> **WHAT TO PRODUCE**
Please retype all of the records below word for word, leaving out any pictures.

> **EXERCISE DATA**
=== Section Start ===

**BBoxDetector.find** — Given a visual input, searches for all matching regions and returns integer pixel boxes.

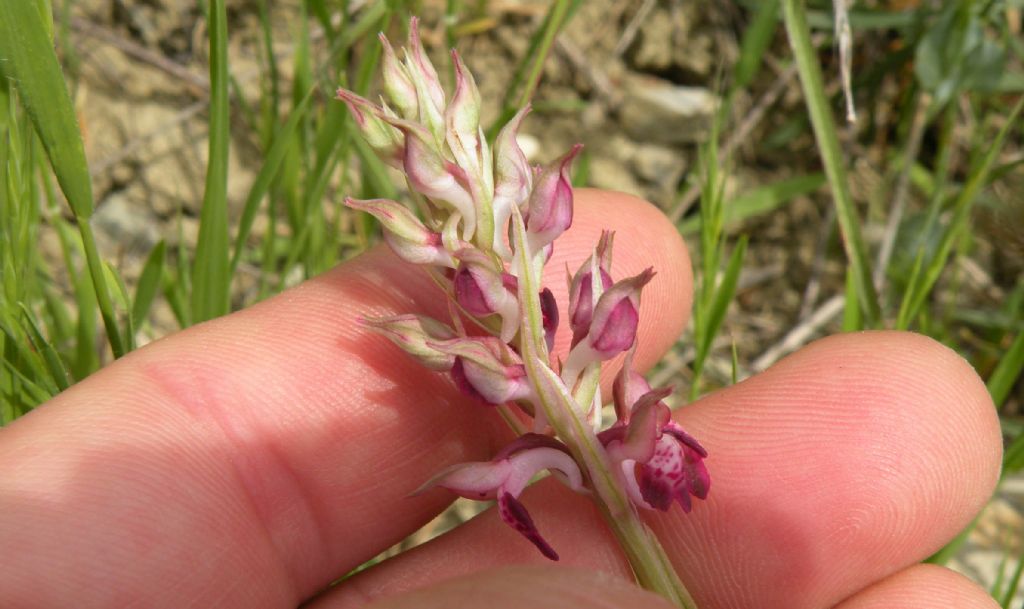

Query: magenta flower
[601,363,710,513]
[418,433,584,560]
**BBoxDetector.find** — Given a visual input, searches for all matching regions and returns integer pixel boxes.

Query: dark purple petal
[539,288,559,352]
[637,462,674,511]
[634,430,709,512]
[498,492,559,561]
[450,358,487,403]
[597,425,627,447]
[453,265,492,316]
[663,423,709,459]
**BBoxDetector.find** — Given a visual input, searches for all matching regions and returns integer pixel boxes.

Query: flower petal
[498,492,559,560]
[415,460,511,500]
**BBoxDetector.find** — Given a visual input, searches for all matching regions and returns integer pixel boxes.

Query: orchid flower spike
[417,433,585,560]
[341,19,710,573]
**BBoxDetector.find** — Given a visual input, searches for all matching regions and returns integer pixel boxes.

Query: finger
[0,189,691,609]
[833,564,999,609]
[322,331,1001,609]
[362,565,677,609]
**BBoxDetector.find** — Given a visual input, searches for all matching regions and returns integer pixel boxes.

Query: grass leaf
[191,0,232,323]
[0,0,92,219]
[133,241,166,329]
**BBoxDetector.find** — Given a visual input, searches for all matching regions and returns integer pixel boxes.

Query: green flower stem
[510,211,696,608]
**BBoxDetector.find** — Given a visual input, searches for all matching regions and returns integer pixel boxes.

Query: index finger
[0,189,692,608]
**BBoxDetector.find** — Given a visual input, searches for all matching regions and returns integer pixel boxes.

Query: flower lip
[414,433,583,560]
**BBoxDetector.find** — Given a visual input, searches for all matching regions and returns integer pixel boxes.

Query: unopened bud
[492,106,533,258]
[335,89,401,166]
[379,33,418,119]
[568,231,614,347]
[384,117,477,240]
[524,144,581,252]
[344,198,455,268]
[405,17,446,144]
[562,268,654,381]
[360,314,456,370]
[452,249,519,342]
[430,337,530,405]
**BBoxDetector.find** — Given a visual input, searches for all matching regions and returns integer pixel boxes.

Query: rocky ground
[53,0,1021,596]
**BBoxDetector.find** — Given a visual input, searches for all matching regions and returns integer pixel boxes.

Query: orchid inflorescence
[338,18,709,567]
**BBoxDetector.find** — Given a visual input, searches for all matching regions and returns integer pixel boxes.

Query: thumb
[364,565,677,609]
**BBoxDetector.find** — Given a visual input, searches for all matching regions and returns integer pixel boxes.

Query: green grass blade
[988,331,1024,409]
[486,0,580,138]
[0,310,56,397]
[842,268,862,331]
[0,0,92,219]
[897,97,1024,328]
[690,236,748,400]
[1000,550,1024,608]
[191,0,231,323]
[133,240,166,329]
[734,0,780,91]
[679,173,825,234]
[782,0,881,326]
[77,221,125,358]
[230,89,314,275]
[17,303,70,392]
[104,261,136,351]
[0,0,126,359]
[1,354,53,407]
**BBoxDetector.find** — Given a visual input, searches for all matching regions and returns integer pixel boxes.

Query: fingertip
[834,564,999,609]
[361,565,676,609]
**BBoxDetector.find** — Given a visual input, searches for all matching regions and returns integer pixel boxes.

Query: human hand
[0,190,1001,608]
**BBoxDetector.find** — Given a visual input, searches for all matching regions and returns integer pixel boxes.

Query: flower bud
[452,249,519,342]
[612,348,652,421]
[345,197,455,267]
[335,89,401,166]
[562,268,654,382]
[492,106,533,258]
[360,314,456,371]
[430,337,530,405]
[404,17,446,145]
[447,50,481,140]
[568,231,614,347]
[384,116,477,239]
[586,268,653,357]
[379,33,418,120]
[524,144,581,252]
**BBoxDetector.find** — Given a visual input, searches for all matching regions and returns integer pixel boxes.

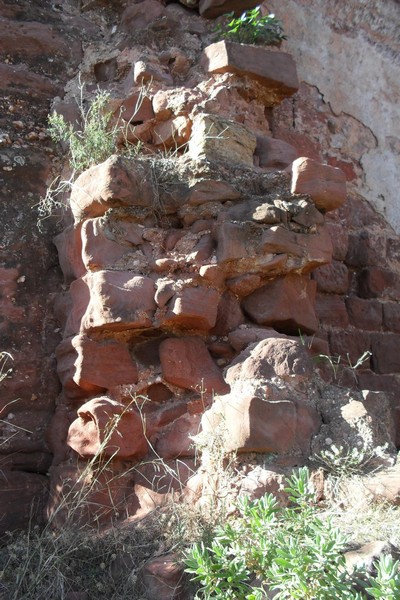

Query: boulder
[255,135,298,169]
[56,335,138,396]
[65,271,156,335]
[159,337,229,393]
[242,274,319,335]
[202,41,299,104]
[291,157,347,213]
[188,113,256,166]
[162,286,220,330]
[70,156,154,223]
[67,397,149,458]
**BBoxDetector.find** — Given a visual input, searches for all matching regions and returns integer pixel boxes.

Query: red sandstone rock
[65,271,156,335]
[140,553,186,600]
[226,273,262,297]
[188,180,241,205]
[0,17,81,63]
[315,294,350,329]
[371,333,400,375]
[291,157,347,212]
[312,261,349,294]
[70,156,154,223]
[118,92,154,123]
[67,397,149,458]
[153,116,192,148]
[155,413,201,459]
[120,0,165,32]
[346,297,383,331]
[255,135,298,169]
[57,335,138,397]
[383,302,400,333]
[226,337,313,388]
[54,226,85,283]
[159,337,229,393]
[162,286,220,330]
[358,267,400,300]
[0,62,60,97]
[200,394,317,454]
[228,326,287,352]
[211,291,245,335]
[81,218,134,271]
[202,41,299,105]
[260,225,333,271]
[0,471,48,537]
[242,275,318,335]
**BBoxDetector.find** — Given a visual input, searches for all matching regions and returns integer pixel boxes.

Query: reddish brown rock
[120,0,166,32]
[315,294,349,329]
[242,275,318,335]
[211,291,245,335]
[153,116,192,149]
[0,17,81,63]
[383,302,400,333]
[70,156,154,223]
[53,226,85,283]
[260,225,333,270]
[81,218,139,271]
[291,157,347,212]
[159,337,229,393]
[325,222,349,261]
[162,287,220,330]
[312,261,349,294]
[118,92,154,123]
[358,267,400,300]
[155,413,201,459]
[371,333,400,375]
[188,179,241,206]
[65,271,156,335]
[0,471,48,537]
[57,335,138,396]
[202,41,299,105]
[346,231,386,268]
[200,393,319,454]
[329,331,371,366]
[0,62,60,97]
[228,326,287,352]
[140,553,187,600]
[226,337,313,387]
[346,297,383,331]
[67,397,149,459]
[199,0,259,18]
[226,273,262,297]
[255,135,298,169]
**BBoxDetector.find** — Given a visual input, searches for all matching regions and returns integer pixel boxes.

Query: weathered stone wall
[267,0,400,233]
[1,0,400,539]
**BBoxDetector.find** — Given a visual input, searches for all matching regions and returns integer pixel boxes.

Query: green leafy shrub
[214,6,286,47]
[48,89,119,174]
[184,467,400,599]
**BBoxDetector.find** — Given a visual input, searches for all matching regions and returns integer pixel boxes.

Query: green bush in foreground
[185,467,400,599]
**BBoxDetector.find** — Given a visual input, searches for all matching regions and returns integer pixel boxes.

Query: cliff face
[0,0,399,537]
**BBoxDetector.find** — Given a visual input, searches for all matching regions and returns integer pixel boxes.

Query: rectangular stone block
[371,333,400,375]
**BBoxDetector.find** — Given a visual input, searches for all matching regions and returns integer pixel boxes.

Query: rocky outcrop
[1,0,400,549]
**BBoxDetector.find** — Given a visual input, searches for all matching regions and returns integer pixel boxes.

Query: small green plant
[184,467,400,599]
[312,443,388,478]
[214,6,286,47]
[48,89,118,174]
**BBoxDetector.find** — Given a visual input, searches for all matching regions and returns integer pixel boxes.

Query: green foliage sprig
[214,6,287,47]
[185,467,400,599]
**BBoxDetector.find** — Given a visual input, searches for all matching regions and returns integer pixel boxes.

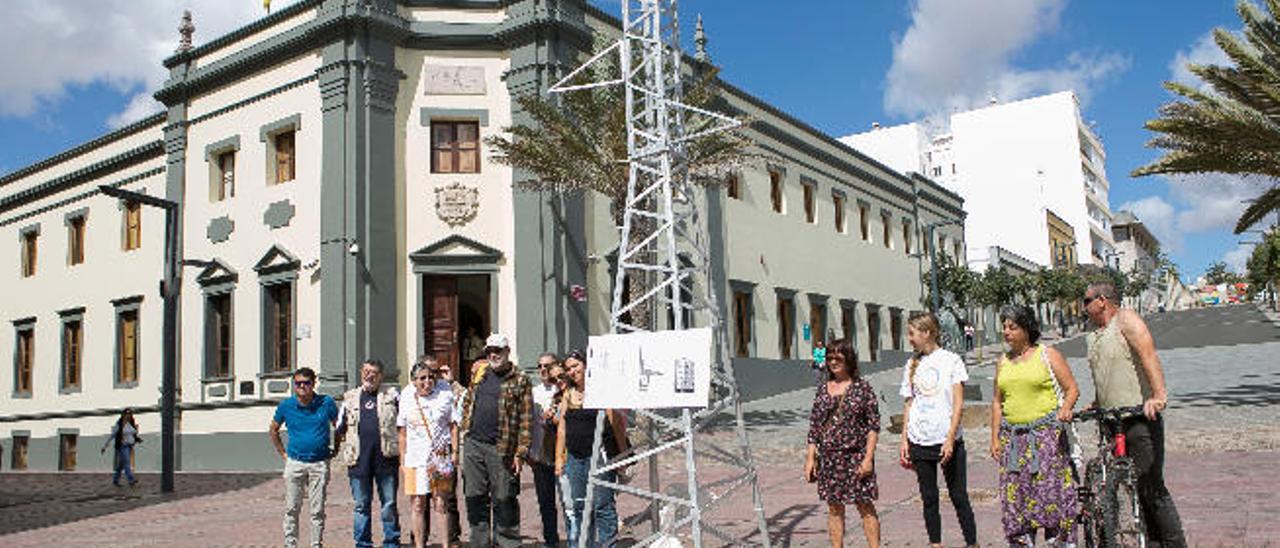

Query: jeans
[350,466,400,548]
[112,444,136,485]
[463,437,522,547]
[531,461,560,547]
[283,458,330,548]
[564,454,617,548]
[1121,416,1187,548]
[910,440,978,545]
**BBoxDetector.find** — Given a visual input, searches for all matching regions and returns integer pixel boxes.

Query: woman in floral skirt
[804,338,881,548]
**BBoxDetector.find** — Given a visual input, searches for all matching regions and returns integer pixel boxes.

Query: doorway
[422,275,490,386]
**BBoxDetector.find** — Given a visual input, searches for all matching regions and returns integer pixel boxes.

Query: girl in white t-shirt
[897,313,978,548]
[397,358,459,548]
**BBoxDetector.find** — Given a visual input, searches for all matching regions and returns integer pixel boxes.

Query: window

=== Section End ===

> **RESPONSE AREA**
**BBoxDetector.find** — Given a visual input, searches for all matching regions and returns integer pixel boxes.


Query: magenta flower
[601,363,710,513]
[418,433,584,560]
**BBoxDetector.find** — Given a visual input, searches for all matching regions and returns integer pixel boxes.

Query: dark purple petal
[539,288,559,352]
[637,462,674,511]
[634,430,709,512]
[498,492,559,561]
[450,358,487,403]
[597,425,627,447]
[453,265,492,316]
[663,423,709,459]
**BBoxDetector.find** — Given a visual input, searches for all matching regions and returns integer pixel boxes.

Query: flower petal
[498,492,559,560]
[415,460,511,500]
**BBoxDetector.find** — Given a visual input, searches for all matching regions and returns integer pixel boxes.

Query: orchid flower spike
[417,433,585,560]
[341,19,710,573]
**BBoxDetector.find** — Given a visual input, searches for all matching regions and returns integer pixel boxes.

Query: finger
[0,189,691,609]
[833,564,999,609]
[322,331,1001,609]
[362,565,677,609]
**BBoxDetector.find** — Given a visual input, searches for all matching regions and returns integer pixel boxes.

Query: grass leaf
[191,0,232,323]
[0,0,92,219]
[133,241,166,329]
**BBoxDetector.find** — Given a visual input, searches for all matching regions and returns integer pixel boxes.

Query: green flower stem
[510,211,696,608]
**BBoxDetector.find** — Given a visual input, searches for all matching regions and returns integer pixel boxes.

Query: index finger
[0,189,692,608]
**BBoxDetector.find** — Given a visual input, searches for all matching regions and returns integer pixel boxes.

Query: flower lip
[414,433,583,560]
**BBoxDetector.find** — Given a visual input, searches for all matching regions and returns integer pixel boxes.

Query: unopened bud
[492,106,533,258]
[335,89,401,166]
[379,33,418,119]
[568,231,614,347]
[384,117,477,240]
[524,144,581,252]
[344,198,455,268]
[405,17,446,144]
[562,268,654,381]
[360,314,456,370]
[452,249,519,342]
[430,337,530,405]
**BBoxDetector.find** — Given a visual input, searches for all matching regions and returns integer pixel boxes.

Query: rocky ground
[53,0,1021,596]
**BBoxDetector.find** — Given a visual input, searches for all matching regions and returns integer pixel boxes.

Query: orchid inflorescence
[338,18,709,567]
**BBoxDetector.find** — Given a visual input, searches for all matching regions and returns integer pixel boxes.

Query: thumb
[364,565,677,609]
**BBoxDetector.find** — Given a visual input, searches for all matching regions and returns integer pixel boxes.

Query: green grass blade
[988,331,1024,409]
[486,0,580,138]
[0,310,56,397]
[842,268,862,331]
[0,0,92,219]
[897,97,1024,328]
[690,236,748,400]
[1000,550,1024,608]
[191,0,231,323]
[133,240,166,329]
[734,0,780,91]
[679,173,825,234]
[782,0,881,326]
[77,221,125,358]
[230,89,314,275]
[17,303,70,392]
[104,261,136,351]
[0,0,126,359]
[1,354,53,407]
**BBoxDetector.find** — Given a visual input, searches for all matching regions and returns integer pixel boxes.

Query: fingertip
[834,564,999,609]
[361,565,676,609]
**BBoxDetector.find** — Given a visual input, searches for all matching regions and returns integer pixel boxes.

Query: human hand
[0,190,1001,608]
**BBoxDetector.find** — Given a visual input, searches for all matching regions and returns integer pixel boxes.

Query: flower bud
[452,249,519,342]
[612,348,652,421]
[345,197,455,267]
[335,89,401,166]
[562,268,654,382]
[492,106,533,258]
[360,314,456,371]
[430,337,530,405]
[404,17,446,145]
[447,50,481,140]
[568,231,614,347]
[384,116,477,239]
[586,268,653,357]
[379,33,418,120]
[524,144,581,252]
**BBoxDetector.find** — Given a visual input, searches for all matching regions and returns integer pixel boxes.


Query: boulder
[255,135,298,169]
[56,335,138,396]
[65,271,156,335]
[159,337,229,393]
[242,274,319,335]
[202,41,299,104]
[291,157,347,213]
[188,113,256,166]
[162,286,220,330]
[70,156,154,223]
[67,397,149,458]
**BBoxDetector.find** — Given a visual input, searches for all matching regions and returns integer pixel boxes.

Query: red sandstone rock
[65,271,156,335]
[140,553,186,600]
[226,273,262,297]
[188,180,241,205]
[0,17,81,63]
[315,294,350,329]
[371,333,400,375]
[291,157,347,212]
[312,261,349,294]
[70,156,154,223]
[118,92,154,123]
[67,397,149,458]
[153,116,192,148]
[155,413,201,459]
[120,0,165,32]
[346,297,383,331]
[255,135,298,169]
[57,335,138,397]
[383,302,400,333]
[226,337,313,388]
[54,226,85,283]
[159,337,229,393]
[162,286,220,330]
[358,267,400,300]
[0,62,60,97]
[200,394,317,454]
[228,326,287,352]
[211,291,245,335]
[81,218,134,271]
[202,41,299,105]
[260,225,333,271]
[0,471,48,537]
[242,275,318,335]
**BBoxDetector.find** — Given a visual input, searches for all matching regions and returns integer pixel boxes.

Query: reddish brown rock
[120,0,166,32]
[315,294,349,329]
[242,275,318,335]
[211,291,245,335]
[153,116,192,149]
[0,17,81,63]
[383,302,400,333]
[70,156,154,223]
[53,226,85,283]
[260,225,333,270]
[81,218,139,271]
[291,157,347,212]
[159,337,229,393]
[325,222,349,261]
[162,287,220,330]
[312,261,349,294]
[118,92,154,123]
[358,267,400,300]
[155,413,201,459]
[371,333,400,375]
[188,179,241,206]
[65,271,156,335]
[0,471,48,537]
[57,335,138,396]
[202,41,299,105]
[346,231,386,268]
[200,393,319,454]
[329,331,371,366]
[0,62,60,97]
[228,326,287,352]
[140,553,187,600]
[226,337,313,387]
[346,297,383,331]
[67,397,149,459]
[199,0,259,18]
[226,273,262,297]
[255,135,298,169]
**BBoxDetector.find** — Given a visual input, searches for all matching regions and returns integer pixel boxes.

Query: weathered stone wall
[267,0,400,233]
[1,0,400,539]
**BBoxDetector.find** — Given a visual input, searches for all matching regions and returns integer pixel boxes.

Query: green leafy shrub
[214,6,286,47]
[48,89,119,174]
[184,467,400,599]
**BBoxDetector.find** — Given a visual input, searches for all matching regions and returns integer pixel boxes.

Query: green bush in foreground
[185,467,400,599]
**BBoxDetector.find** — Given a visual input, searches for all matching regions and returns integer pixel boxes.

Query: cliff face
[0,0,399,537]
**BBoxDetector.find** — Given a visual input, searches for all matching regions and returns integer pixel boxes.

Query: rectangular stone block
[371,333,400,375]
**BBoxDetector.find** — Given a visual input, searches for all matching regions and returns integer pixel boxes.

Query: rocky outcrop
[1,0,400,549]
**BBoxDetector.find** — Given a visual input, searches for all matching regions and returns integer pixel boxes.

Query: small green plant
[184,467,400,599]
[312,443,388,478]
[214,6,286,47]
[48,89,118,174]
**BBoxDetector.find** — Given a visual input, searches for all matching regions and returns integer pixel boxes.

Query: green foliage sprig
[214,6,287,47]
[185,467,400,599]
**BBoxDetector.find** — Given a visual input, searches for all matching regions and returns integer pixel boxes.


Query: jeans
[350,466,400,548]
[112,444,136,485]
[463,437,522,547]
[531,461,560,547]
[283,458,330,548]
[564,454,617,548]
[1121,416,1187,548]
[910,440,978,545]
**BBoxDetector.find** — Given a visual input, searches for all matching regions and returns integer pixel boxes.

Query: woman in floral skirt
[804,338,881,548]
**BBoxDetector.find** — Given a visual input, searches for all matching regions and returns integer pixel boxes.

Query: doorway
[422,275,490,386]
**BBoxDetector.find** — Given a visual input, searches for all matching regions and returns integer pixel boxes.

Query: girl in white t-shirt
[897,313,978,548]
[397,358,459,548]
**BBoxDetector.find** — Given a visual input, searches for all matching regions and returns integer pixel boxes.

Query: window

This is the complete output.